● **What needs to be done**:
Output the material exactly, with every line intact.

● **Entries provided**:
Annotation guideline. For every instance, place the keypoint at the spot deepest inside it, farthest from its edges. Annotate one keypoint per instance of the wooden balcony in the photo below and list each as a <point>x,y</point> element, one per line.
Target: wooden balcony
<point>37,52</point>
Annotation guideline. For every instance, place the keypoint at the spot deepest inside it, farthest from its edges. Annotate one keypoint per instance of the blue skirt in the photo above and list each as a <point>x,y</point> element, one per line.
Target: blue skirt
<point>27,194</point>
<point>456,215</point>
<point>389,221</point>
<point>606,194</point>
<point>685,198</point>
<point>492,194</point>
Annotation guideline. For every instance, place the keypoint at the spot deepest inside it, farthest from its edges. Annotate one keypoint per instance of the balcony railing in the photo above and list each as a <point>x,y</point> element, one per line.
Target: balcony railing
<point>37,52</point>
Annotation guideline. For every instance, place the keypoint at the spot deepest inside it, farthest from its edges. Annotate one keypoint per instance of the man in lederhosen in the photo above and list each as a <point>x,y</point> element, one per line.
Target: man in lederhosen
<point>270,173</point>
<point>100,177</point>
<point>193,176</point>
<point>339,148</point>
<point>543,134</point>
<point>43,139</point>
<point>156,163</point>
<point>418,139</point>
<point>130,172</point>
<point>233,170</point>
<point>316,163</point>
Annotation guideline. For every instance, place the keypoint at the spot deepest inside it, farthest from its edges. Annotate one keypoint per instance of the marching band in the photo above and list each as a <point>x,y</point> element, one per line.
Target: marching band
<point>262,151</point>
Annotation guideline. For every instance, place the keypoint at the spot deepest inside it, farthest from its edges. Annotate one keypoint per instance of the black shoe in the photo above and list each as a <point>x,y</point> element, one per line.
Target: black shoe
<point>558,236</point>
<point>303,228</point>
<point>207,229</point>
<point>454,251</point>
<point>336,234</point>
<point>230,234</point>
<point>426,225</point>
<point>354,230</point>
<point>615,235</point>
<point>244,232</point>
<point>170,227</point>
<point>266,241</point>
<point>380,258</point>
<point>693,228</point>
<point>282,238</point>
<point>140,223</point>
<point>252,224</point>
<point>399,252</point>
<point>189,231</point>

● **Answer**:
Annotation guideline. For every instance, place the keypoint at the spot deepest inside it, farthest from its edges. Annotate one keypoint per instance of the wooden balcony in the photo below and list each as a <point>x,y</point> element, one per line.
Target: wooden balcony
<point>37,52</point>
Annotation guideline. For every instance, place the keypoint at the spot deepest inside it, farthest from its edges. Annotate one keypoint per instance of the blue skirt in the photo above and list each as a <point>x,y</point> element, one per line.
Target: blue skirt
<point>27,194</point>
<point>456,215</point>
<point>389,221</point>
<point>606,194</point>
<point>685,198</point>
<point>492,194</point>
Annotation guideline. For every instance, place the keypoint at the spot deepest inside it, farthest from its edges. Annotate one keypoint per instance of the balcony railing in the photo above and list each as a <point>x,y</point> element, one per line.
Target: balcony railing
<point>37,52</point>
Annotation guideline. For every instance, place the keypoint at the spot deepest inside it, farthest from its edges. Annotate one keypoint per instance of the man in lederhosen in the photo above and list each as a <point>x,y</point> element, one per line.
Target: man in lederhosen
<point>270,173</point>
<point>100,177</point>
<point>193,176</point>
<point>339,148</point>
<point>543,134</point>
<point>43,139</point>
<point>156,163</point>
<point>418,139</point>
<point>130,172</point>
<point>233,170</point>
<point>316,163</point>
Annotation guideline. For every instance, place the keypoint at the spot deepest inside it, farthest from its edges. Annotate one keypoint per instance of the marching band in the photo above and list each as a <point>x,y</point> element, one per line.
Target: marching band
<point>262,151</point>
Annotation guideline. For every instance, place the keypoint at the spot deepest inside it, farthest from its edges. Annotate one keypoint per instance of the black shoe in the photo above and list each as a <point>x,y</point> element, one per line.
Target: black shoe
<point>558,236</point>
<point>303,228</point>
<point>207,229</point>
<point>454,251</point>
<point>336,234</point>
<point>230,234</point>
<point>426,225</point>
<point>354,230</point>
<point>615,235</point>
<point>244,232</point>
<point>170,227</point>
<point>266,241</point>
<point>380,258</point>
<point>693,228</point>
<point>282,238</point>
<point>140,223</point>
<point>252,224</point>
<point>399,252</point>
<point>189,231</point>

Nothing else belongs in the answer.